(Location labeling rows)
━━━━━━

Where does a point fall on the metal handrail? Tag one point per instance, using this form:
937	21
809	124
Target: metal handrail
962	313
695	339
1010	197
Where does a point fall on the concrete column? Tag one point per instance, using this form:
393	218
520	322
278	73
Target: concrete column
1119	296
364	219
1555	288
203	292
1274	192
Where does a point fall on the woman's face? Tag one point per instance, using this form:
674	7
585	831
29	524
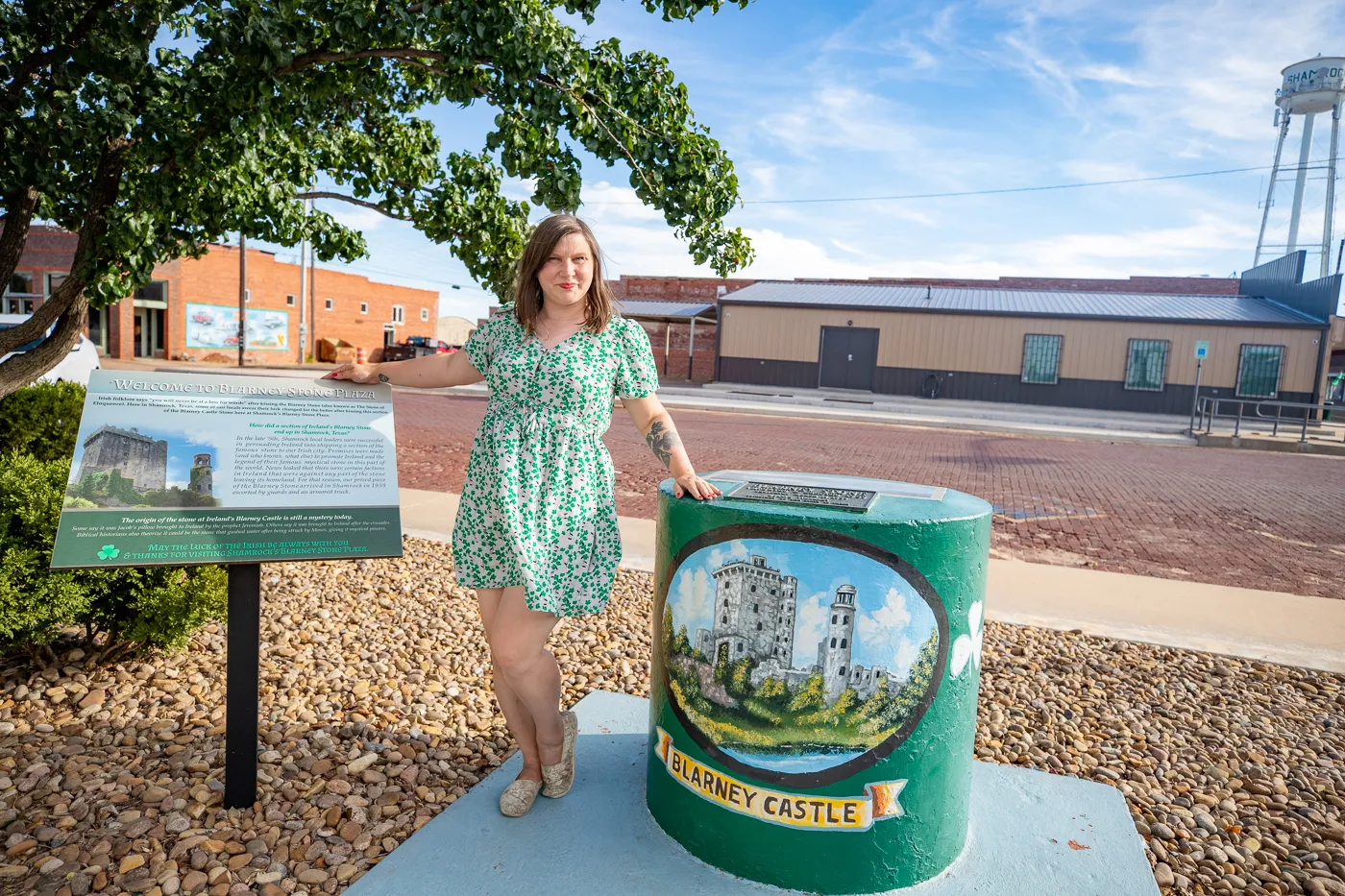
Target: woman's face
567	275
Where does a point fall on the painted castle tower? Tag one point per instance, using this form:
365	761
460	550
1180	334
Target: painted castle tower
755	611
202	478
836	648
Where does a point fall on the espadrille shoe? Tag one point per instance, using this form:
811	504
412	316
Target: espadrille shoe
560	777
520	797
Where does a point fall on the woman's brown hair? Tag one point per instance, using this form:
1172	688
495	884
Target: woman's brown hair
599	304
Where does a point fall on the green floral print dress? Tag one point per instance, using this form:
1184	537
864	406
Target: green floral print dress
538	507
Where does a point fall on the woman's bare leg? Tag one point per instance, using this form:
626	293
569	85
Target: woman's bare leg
510	637
518	650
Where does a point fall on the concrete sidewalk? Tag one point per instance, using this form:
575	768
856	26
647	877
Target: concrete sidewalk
1239	621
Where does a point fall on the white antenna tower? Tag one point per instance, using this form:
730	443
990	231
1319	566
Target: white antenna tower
1308	87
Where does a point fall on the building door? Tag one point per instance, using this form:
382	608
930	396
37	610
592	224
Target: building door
849	358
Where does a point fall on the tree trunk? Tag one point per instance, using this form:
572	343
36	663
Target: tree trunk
19	210
69	304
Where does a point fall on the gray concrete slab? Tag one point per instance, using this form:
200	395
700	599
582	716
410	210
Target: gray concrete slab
1032	833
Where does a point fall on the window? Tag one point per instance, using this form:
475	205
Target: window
20	282
1041	359
1146	362
1258	370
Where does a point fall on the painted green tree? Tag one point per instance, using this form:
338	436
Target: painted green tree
811	694
155	128
907	695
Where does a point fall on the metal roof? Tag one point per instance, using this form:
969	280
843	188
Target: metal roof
1244	309
652	309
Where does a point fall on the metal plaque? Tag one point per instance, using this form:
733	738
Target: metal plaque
813	496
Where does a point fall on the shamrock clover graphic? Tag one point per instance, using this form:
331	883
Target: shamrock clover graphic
968	646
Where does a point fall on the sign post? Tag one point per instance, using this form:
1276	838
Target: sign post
208	469
1201	352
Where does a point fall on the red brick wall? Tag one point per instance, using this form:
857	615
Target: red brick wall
212	280
705	288
702	370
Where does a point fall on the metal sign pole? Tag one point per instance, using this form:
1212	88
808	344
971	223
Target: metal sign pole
241	697
1194	401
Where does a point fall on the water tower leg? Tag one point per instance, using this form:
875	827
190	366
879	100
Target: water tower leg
1300	182
1331	187
1270	190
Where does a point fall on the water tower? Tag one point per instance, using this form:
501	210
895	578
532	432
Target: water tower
1310	87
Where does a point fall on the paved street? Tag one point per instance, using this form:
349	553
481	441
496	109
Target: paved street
1243	519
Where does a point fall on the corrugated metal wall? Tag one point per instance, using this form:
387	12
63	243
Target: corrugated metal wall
943	342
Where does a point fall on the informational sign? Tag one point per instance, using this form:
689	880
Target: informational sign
201	469
217	327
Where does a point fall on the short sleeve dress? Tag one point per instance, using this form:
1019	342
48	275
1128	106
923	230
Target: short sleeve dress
538	506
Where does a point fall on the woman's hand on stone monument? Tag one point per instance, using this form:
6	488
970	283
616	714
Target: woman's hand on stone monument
354	373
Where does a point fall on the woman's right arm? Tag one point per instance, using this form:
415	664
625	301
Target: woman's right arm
430	372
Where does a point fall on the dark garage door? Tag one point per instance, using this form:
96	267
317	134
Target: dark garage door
849	356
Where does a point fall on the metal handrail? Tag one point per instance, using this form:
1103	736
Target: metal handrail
1210	410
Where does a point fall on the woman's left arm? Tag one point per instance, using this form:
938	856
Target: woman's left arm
655	424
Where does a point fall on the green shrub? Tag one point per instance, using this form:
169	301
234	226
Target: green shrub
144	607
42	420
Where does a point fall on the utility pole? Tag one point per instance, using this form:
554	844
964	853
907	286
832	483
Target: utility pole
242	296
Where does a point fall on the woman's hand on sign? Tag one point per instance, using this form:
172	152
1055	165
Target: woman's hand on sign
354	373
692	485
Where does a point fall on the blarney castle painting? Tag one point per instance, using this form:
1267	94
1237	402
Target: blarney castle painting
795	657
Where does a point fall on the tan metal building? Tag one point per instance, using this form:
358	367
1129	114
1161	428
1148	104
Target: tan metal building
1125	351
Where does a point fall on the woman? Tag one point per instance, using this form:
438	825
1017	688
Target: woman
535	532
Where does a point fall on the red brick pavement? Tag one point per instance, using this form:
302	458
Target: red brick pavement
1200	514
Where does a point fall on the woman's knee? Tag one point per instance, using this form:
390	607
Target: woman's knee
514	657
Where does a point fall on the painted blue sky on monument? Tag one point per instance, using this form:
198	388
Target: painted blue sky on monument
892	619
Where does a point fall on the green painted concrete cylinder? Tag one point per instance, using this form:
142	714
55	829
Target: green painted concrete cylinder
817	658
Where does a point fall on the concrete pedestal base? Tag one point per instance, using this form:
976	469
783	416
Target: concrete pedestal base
1031	833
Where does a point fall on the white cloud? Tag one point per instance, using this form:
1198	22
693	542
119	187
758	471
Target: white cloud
810	626
695	597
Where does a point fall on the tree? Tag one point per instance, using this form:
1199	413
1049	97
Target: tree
152	157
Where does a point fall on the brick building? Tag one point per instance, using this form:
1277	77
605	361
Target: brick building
190	308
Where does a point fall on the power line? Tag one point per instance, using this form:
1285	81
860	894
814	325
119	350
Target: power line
986	193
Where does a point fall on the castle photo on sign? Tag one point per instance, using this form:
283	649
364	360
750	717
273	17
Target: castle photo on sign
136	467
795	657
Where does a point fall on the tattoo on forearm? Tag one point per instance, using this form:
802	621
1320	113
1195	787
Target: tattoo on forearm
662	439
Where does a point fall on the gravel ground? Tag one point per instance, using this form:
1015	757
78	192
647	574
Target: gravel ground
379	715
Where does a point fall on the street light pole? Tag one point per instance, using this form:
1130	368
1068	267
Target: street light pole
242	295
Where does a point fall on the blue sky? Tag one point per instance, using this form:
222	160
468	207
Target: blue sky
824	100
893	620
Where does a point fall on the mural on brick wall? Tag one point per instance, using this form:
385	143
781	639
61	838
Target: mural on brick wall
796	657
217	327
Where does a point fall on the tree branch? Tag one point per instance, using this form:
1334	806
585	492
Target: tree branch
322	194
24	70
319	57
16	218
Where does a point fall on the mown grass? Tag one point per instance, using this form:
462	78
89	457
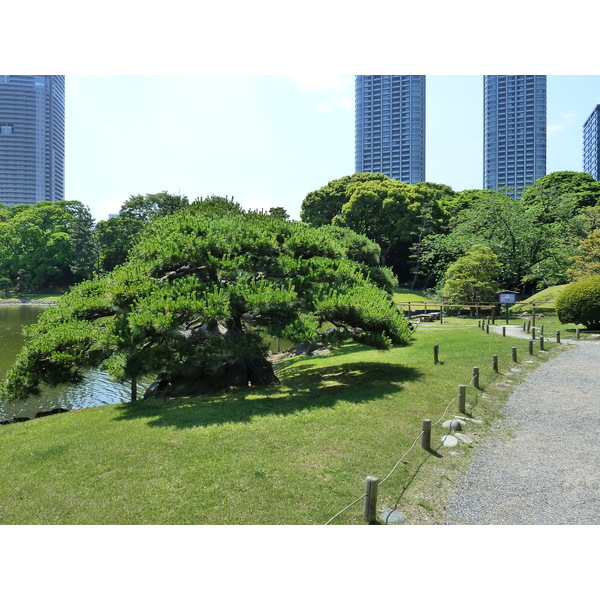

━━━━━━

▸ WRITTEN EXERCISE
Find each line in the rows above that contains the word "water" and copy it out in full. Case counts.

▸ FULL SOLUTION
Where does a point fall on the water tower leg? Tag one point per instance, using this form:
Target: water tower leg
Where does a point fall on the water tower? Tag one point per instance, using this form:
Target: water tower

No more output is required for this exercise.